GIVEN RECORDS:
◇ ◇ ◇ ◇ ◇ ◇ ◇
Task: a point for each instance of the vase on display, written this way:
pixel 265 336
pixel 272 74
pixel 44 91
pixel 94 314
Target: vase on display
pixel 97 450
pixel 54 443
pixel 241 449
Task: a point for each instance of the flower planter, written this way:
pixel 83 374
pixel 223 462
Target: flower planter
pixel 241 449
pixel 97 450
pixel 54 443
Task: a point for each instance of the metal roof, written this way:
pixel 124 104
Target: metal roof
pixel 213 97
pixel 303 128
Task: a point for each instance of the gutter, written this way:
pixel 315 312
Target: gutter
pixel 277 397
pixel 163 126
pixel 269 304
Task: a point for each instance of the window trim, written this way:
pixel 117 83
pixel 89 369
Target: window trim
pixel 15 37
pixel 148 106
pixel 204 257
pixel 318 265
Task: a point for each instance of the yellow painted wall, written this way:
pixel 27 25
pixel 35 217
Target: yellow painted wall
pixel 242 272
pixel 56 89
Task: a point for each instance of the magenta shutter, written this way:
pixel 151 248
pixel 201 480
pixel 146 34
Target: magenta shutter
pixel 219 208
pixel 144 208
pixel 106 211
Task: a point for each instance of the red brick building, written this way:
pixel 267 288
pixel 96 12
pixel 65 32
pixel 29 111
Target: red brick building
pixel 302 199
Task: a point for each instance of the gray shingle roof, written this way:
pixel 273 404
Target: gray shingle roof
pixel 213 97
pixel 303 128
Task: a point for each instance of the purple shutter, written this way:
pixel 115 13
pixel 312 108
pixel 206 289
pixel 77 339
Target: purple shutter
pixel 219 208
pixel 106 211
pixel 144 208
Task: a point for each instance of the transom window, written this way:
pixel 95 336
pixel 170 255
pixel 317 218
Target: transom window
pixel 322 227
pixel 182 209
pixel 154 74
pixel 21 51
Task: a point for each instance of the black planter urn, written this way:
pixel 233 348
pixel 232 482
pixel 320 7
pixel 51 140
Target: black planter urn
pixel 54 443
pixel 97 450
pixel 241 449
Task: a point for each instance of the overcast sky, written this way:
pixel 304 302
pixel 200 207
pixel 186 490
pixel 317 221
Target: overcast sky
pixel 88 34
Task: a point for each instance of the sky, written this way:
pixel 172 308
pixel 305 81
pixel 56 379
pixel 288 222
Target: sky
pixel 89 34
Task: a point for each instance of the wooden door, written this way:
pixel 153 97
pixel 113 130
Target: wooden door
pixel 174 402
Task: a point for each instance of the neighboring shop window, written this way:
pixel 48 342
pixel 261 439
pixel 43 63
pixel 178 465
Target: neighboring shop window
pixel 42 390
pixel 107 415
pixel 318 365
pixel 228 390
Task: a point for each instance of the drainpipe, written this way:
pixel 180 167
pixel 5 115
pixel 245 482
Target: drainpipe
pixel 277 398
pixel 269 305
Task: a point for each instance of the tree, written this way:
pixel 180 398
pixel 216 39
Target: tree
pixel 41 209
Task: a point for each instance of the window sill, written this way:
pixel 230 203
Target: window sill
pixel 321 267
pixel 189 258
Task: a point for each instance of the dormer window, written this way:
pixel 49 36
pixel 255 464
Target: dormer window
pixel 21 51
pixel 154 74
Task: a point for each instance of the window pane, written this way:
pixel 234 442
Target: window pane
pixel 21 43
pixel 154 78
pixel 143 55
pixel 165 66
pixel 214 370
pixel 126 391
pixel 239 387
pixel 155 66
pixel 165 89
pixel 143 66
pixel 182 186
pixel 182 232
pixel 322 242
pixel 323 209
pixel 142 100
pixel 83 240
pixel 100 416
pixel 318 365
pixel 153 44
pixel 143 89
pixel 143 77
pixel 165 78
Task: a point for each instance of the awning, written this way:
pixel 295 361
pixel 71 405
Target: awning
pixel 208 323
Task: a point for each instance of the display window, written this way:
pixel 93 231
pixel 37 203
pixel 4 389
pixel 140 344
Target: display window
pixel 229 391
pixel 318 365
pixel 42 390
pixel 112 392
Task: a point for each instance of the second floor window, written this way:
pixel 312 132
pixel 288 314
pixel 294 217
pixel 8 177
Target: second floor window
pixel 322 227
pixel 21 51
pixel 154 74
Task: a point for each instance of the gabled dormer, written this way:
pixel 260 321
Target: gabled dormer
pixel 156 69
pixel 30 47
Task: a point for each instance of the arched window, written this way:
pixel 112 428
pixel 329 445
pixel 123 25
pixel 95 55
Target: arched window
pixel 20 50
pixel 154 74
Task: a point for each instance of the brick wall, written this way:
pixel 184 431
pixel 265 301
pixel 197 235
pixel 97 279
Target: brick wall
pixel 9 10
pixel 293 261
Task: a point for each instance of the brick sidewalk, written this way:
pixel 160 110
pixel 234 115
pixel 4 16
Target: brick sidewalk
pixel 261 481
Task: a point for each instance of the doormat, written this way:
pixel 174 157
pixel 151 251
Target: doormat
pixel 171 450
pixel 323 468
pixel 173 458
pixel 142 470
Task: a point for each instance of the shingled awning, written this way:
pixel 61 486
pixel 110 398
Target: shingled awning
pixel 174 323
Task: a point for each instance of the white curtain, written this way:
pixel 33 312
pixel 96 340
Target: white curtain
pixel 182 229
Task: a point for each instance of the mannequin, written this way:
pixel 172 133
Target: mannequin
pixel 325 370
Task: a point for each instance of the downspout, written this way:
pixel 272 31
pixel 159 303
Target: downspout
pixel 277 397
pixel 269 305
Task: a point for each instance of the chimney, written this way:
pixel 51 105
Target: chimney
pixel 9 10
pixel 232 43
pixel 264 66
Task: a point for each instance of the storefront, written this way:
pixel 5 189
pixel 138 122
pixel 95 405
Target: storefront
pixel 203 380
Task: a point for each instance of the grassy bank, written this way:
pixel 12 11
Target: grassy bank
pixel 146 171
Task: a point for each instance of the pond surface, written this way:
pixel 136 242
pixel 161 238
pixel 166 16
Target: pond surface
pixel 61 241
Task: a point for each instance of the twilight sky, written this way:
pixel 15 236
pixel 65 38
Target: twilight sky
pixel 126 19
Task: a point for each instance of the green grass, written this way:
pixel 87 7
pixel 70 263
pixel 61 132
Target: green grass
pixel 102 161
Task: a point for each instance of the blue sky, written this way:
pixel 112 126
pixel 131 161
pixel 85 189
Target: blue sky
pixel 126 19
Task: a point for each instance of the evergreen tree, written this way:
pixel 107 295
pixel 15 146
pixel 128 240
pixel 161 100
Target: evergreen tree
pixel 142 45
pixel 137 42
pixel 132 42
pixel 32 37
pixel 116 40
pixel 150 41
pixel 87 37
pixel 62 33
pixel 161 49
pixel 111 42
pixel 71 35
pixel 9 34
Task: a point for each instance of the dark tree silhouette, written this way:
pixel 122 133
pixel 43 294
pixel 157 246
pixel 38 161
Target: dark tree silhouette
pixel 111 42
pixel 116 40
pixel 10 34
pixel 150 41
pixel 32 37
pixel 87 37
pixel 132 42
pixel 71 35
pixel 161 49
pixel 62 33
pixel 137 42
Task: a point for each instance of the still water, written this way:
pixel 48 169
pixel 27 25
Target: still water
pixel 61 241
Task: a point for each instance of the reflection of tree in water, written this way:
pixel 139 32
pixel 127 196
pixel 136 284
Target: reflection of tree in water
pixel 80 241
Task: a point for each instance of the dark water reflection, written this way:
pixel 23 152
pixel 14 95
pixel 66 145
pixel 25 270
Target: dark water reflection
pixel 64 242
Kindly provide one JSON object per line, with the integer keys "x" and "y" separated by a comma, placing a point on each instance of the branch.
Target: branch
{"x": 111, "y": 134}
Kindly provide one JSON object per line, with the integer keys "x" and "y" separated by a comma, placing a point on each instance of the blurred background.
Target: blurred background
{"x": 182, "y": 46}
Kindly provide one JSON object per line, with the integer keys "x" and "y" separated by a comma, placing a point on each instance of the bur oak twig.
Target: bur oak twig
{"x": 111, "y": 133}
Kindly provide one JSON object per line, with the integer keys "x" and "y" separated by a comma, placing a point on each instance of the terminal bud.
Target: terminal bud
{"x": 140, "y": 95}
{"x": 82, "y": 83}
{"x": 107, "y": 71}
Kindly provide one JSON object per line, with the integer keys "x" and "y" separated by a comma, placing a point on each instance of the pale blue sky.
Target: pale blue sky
◇ ◇ ◇ ◇ ◇ ◇ ◇
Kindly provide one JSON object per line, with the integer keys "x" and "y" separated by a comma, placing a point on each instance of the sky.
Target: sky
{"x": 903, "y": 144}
◇ ◇ ◇ ◇ ◇ ◇ ◇
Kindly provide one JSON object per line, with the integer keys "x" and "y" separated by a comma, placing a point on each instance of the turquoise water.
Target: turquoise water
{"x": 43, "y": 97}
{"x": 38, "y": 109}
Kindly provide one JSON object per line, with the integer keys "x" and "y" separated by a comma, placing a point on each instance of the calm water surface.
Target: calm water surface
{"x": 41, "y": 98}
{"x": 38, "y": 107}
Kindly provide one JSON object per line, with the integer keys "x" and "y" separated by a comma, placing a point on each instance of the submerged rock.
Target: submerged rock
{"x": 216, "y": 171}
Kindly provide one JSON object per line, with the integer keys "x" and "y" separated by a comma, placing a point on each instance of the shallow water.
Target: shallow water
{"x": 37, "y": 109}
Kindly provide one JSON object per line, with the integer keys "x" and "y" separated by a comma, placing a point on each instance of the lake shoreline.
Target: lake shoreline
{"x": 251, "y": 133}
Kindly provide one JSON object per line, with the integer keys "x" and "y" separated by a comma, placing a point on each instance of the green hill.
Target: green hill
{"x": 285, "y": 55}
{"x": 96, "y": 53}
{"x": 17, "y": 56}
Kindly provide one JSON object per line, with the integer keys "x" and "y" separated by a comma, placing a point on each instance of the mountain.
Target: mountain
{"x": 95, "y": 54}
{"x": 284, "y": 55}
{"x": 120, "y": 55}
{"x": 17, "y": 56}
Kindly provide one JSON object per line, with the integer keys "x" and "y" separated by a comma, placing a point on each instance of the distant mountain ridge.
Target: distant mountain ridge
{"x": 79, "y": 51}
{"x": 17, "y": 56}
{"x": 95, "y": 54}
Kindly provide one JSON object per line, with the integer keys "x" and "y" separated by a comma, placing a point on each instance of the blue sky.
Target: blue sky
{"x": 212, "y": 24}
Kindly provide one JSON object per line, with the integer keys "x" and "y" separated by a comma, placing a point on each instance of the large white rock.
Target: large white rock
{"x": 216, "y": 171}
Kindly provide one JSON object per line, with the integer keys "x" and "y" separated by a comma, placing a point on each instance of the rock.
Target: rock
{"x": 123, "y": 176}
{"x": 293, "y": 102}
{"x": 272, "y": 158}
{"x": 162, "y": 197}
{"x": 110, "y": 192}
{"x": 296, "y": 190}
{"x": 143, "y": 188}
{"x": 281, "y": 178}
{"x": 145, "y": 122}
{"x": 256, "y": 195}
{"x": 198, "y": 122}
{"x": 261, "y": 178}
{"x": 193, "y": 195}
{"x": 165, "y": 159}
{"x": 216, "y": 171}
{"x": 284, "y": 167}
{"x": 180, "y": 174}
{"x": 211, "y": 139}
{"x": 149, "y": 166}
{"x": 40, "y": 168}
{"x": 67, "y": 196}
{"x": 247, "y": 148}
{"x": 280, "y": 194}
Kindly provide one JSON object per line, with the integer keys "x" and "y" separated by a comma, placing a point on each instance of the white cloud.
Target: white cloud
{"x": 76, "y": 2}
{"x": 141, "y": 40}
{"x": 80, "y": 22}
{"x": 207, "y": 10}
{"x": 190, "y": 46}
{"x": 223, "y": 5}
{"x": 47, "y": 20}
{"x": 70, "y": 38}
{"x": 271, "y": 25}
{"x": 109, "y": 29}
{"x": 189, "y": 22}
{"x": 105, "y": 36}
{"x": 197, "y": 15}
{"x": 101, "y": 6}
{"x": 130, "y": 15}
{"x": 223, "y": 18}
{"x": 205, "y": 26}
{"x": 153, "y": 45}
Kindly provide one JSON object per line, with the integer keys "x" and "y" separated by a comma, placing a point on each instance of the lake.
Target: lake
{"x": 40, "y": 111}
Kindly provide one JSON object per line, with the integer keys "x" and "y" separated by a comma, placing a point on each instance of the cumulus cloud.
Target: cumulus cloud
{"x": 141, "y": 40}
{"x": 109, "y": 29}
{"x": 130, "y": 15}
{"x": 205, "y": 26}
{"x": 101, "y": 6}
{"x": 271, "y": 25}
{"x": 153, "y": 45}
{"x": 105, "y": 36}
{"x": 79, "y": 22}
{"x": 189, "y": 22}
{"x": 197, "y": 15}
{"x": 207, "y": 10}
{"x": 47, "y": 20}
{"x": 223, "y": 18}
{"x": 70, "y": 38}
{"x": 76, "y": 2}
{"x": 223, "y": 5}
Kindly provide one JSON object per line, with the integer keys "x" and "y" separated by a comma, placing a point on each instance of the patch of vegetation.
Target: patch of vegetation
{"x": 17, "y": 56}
◇ ◇ ◇ ◇ ◇ ◇ ◇
WORK INSTRUCTIONS:
Using the data above, extract exactly the lines from the one that holds "pixel 166 16" to the one that holds "pixel 161 100", both ends included, and no others.

RESPONSE:
pixel 166 16
Target: pond surface
pixel 61 241
Task: a point for each instance of the twilight sky, written this way:
pixel 15 236
pixel 65 38
Target: twilight sky
pixel 126 19
Task: a point for each instance of the green grass, written this way:
pixel 87 7
pixel 70 263
pixel 61 132
Target: green grass
pixel 102 161
Task: a point for each instance of the blue sky, written this way:
pixel 112 126
pixel 131 161
pixel 85 189
Target: blue sky
pixel 126 19
Task: a point for each instance of the evergreen tree, written this way:
pixel 107 295
pixel 15 146
pixel 128 240
pixel 161 100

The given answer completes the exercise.